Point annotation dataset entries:
"""

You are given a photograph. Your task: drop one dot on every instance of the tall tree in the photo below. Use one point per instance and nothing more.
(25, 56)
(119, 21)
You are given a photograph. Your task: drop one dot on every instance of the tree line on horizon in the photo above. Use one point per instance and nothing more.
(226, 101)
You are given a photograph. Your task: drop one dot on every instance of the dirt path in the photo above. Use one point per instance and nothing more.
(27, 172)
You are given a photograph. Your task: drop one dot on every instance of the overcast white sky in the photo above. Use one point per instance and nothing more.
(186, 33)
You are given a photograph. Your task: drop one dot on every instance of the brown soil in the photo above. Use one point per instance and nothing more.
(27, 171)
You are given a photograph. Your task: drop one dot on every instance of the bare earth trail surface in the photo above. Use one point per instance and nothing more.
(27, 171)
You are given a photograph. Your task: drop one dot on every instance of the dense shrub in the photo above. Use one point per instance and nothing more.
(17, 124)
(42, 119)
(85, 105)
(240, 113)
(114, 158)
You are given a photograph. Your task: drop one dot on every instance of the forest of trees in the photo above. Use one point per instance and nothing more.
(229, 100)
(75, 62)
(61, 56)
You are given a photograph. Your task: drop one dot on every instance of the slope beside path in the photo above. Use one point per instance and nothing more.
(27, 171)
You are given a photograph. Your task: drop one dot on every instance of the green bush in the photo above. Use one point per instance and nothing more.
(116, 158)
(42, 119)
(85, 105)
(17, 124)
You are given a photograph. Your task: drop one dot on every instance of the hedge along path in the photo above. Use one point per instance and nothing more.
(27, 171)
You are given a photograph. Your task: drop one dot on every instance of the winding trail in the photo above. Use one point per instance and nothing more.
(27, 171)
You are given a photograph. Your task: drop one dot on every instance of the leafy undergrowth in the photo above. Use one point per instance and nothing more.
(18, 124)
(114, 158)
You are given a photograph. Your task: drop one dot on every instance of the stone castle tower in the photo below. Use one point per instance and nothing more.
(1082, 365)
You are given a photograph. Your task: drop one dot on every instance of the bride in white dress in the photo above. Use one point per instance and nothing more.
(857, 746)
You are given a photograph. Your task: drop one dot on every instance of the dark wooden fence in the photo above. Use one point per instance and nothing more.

"""

__AIM__.
Print all of the entries above again word for word, without changing anything.

__EXERCISE RESULT__.
You are given a photograph. Your task: drop one dot on every instance of the tall tree in the photo below. Use one point per instance and nothing more.
(25, 56)
(119, 21)
You are given a photograph. Your task: drop one dot on every instance of the tree line on horizon in the photo above. Use one point per instance and nothing more.
(226, 101)
You are given a photograph. Your task: drop one dot on every instance of the dirt path in the photo above. Use one point per instance and nothing more.
(27, 172)
You are given a photograph. Your task: drop one dot on every instance of the overcast white sky in the photo above. Use one point per instance and nothing more.
(186, 33)
You are given a photograph. Your task: drop one dot on every instance of the brown soil in the photo above. Use one point per instance and nothing more.
(27, 171)
You are given a photograph. Your task: drop one dot on every instance of the bare earth trail surface in the photo above. Use one point per instance and nothing more.
(27, 171)
You are given a photograph. Your task: drop one dot on every instance of the dense shrub in the photo above. Use one point per instance and nothing more.
(17, 124)
(42, 119)
(85, 105)
(240, 113)
(114, 158)
You are given a photograph. Your task: drop one dot on every instance of the forest of trees in the photo above. Use one point per instance and nothing more.
(229, 100)
(75, 62)
(61, 56)
You are given a photograph. Your task: drop one dot on every instance of the slope beside path in the photo above. Use one point per instance and nothing more.
(27, 171)
You are given a photograph. Your task: drop one dot on every instance of the green bush in the photo above. Use one point per instance and nothing more.
(116, 158)
(42, 119)
(85, 105)
(17, 124)
You are given a photograph. Your task: drop one dot on every instance of the hedge along path in the photo above. Use one point per instance and nothing more.
(27, 171)
You are given a photograph. Your task: drop one dot on every instance of the winding trail in the photo above. Use one point per instance and nothing more.
(27, 171)
You are given a photograph. Your task: drop one dot on every instance of the leafy undergrowth in the photo above. Use one point per instance and nothing more.
(18, 124)
(114, 158)
You are given a photograph. Your task: drop one dot on every instance of the stone castle tower in the photo below. Use one point per instance and nothing more.
(1082, 365)
You are given a photograph. Your task: drop one dot on every instance of the bride in white dress in the photo above. Use one point per instance and nothing more.
(857, 746)
You are given a photograph. Your task: drop one dot on every instance of the dark wooden fence in the photo above. Use one point per instance and nothing more.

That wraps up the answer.